** Start of DOCUMENT SECTION **
Bug 1132771 - Add Files to moz.build with ability to define Bugzilla component; r=glandium

The Files sub-context allows us to attach metadata to files based on
pattern matching rules.

Patterns are matched against files in a last-write-wins fashion.

The sub-context defines the BUG_COMPONENT variable, which is a 2-tuple
(actually a named tuple) defining the Bugzilla product and component for
files. There are no consumers yet. But an eventual use case will be to
suggest a bug component for a patch/commit. Another will be to
automatically suggest a bug component for a failing test.
This commit is contained in:
Gregory Szorc 2015-03-01 22:15:07 -08:00
parent adf19d10b9
commit 49fd3da675
15 changed files with 493 additions and 15 deletions

View File

@ -0,0 +1,178 @@
.. _mozbuild_files_metadata:
==============
Files Metadata
==============
:ref:`mozbuild-files` provide a mechanism for attaching metadata to
files. Essentially, you define some flags to set on a file or file
pattern. Later, some tool or process queries for metadata attached to a
file of interest and it does something intelligent with that data.
Defining Metadata
=================
Files metadata is defined by using the
:ref:`Files Sub-Context <mozbuild_subcontext_Files>` in ``moz.build``
files. e.g.::
with Files('**/Makefile.in'):
BUG_COMPONENT = ('Core', 'Build Config')
This working example says, *for all Makefile.in files in all directories
in this one and underneath it, set the Bugzilla component to
Core :: Build Config*.
For more info, read the
:ref:`docs on Files <mozbuild_subcontext_Files>`.
** End of DOCUMENT SECTION **
** Start of RECORDS SUPPLIED **
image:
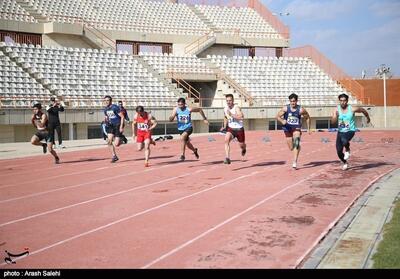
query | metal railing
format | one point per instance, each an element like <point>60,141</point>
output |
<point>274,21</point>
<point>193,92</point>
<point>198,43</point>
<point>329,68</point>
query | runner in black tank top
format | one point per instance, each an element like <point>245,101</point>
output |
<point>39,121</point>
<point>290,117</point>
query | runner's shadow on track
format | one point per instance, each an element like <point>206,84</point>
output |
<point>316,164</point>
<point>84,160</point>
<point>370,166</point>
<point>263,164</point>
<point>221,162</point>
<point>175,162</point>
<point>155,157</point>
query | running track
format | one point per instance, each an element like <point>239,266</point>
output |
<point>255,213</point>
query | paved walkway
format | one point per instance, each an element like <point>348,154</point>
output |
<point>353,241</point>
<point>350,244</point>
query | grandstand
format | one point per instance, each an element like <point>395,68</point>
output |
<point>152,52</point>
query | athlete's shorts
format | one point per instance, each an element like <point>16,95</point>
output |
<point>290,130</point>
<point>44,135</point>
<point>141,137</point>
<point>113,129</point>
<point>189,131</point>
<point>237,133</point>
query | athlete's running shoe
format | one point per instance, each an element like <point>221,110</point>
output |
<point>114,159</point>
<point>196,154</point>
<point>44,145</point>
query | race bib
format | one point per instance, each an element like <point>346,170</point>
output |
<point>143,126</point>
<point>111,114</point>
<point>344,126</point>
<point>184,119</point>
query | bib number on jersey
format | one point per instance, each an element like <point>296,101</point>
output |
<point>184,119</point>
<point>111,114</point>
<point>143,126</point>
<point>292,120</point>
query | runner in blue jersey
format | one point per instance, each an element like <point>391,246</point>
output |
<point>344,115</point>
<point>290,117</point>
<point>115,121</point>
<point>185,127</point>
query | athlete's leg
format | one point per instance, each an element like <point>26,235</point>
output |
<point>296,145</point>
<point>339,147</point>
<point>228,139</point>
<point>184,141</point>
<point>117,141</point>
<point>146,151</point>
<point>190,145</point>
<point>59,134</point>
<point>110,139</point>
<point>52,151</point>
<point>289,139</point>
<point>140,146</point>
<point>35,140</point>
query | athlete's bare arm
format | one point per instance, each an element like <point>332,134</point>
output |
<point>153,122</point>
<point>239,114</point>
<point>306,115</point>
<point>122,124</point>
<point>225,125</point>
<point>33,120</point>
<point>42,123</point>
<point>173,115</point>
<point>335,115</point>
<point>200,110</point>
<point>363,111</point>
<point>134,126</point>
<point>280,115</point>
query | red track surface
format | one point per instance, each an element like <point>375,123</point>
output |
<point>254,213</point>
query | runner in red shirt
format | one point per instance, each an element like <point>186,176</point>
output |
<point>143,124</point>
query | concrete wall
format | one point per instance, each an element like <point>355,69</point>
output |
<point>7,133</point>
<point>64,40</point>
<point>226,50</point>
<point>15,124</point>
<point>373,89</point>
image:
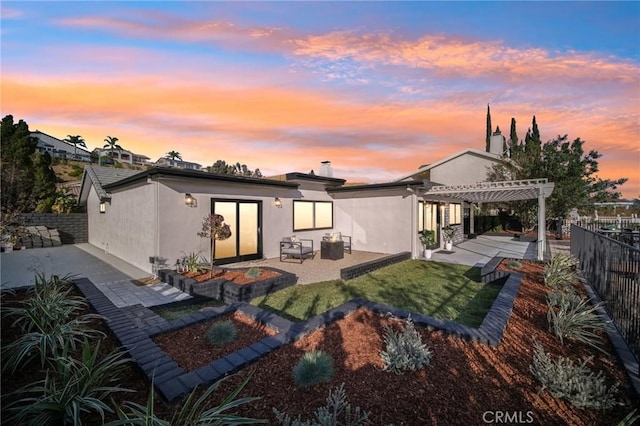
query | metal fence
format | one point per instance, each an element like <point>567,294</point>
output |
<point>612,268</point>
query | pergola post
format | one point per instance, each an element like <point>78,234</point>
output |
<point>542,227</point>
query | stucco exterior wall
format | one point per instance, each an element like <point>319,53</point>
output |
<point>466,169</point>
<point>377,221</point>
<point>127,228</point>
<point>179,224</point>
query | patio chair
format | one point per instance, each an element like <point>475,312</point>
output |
** End of RECORDS SUPPLIED **
[WHAT YOU ARE ASKED TO DO]:
Can you print the commit text about Files metadata in moz.build, shown above the items, word for word from start to finish?

[FULL RESPONSE]:
Bug 1132771 - Add Files to moz.build with ability to define Bugzilla component; r=glandium

The Files sub-context allows us to attach metadata to files based on
pattern matching rules.

Patterns are matched against files in a last-write-wins fashion.

The sub-context defines the BUG_COMPONENT variable, which is a 2-tuple
(actually a named tuple) defining the Bugzilla product and component for
files. There are no consumers yet. But an eventual use case will be to
suggest a bug component for a patch/commit. Another will be to
automatically suggest a bug component for a failing test.
This commit is contained in:
Gregory Szorc 2015-03-01 22:15:07 -08:00
parent adf19d10b9
commit 49fd3da675
15 changed files with 493 additions and 15 deletions

View File

@ -0,0 +1,178 @@
.. _mozbuild_files_metadata:
==============
Files Metadata
==============
:ref:`mozbuild-files` provide a mechanism for attaching metadata to
files. Essentially, you define some flags to set on a file or file
pattern. Later, some tool or process queries for metadata attached to a
file of interest and it does something intelligent with that data.
Defining Metadata
=================
Files metadata is defined by using the
:ref:`Files Sub-Context <mozbuild_subcontext_Files>` in ``moz.build``
files. e.g.::
with Files('**/Makefile.in'):
BUG_COMPONENT = ('Core', 'Build Config')
This working example says, *for all Makefile.in files in all directories
in this one and underneath it, set the Bugzilla component to
Core :: Build Config*.
For more info, read the
:ref:`docs on Files <mozbuild_subcontext_Files>`.